◆ RECORDS FOR THIS EXERCISE ◆
********

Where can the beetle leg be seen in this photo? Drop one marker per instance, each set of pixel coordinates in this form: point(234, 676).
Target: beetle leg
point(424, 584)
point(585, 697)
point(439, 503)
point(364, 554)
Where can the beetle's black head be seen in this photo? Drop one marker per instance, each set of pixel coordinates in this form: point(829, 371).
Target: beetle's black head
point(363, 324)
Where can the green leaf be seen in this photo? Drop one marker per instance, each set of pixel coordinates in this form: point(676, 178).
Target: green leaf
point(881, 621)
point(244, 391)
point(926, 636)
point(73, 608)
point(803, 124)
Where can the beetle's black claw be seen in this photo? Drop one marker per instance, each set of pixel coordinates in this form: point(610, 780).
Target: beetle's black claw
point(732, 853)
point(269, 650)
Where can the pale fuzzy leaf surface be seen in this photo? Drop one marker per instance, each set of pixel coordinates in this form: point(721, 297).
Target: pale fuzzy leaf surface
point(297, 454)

********

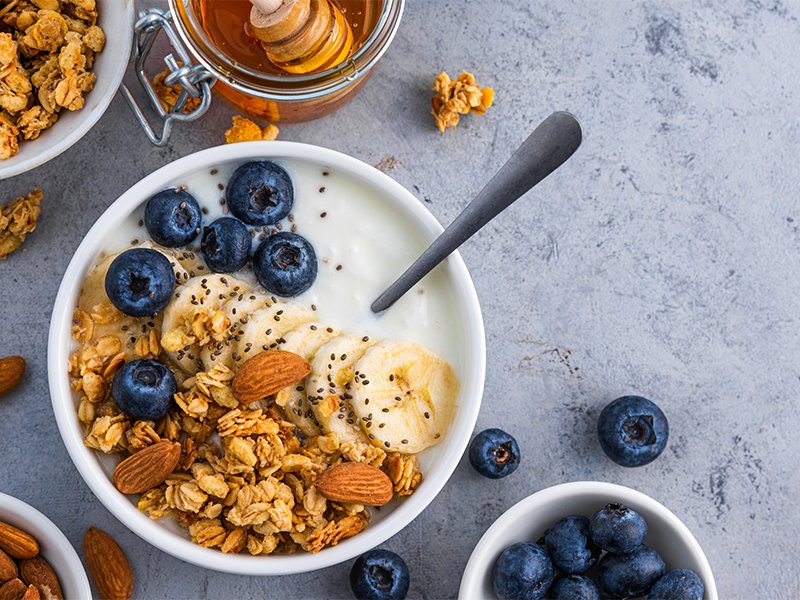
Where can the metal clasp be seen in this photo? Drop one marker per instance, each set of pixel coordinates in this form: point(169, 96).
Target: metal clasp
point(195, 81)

********

◆ THE EXERCISE ◆
Copy the rows again, starting at the line that contains "Where can the beetle leg" and stopping after the line that contains "point(269, 650)". Shift each coordinate in the answer points up by 36, and leave the requests and their sample points unchanged.

◆ ANSWER TO THIS PROBLEM ◆
Where can the beetle leg be seen in this photo? Drop one marker per instance, each set of pixel coordinates in this form: point(234, 676).
Target: beetle leg
point(460, 620)
point(621, 733)
point(475, 539)
point(400, 590)
Where can the beetle's black head be seen in this photo? Drop one marker per instance, each set of pixel coordinates in this form: point(829, 371).
Target: beetle's black head
point(399, 360)
Where can the green leaf be seen in this photo? Drop one marker per instance, each set of pixel coordinates in this form: point(676, 178).
Target: green leaf
point(917, 657)
point(280, 427)
point(962, 672)
point(109, 644)
point(839, 160)
Where can the beetle's black claw be seen in this photo? Drop one marker per instance, each set of pixel coordinates in this form: point(610, 780).
Target: beetle's black claw
point(768, 889)
point(305, 686)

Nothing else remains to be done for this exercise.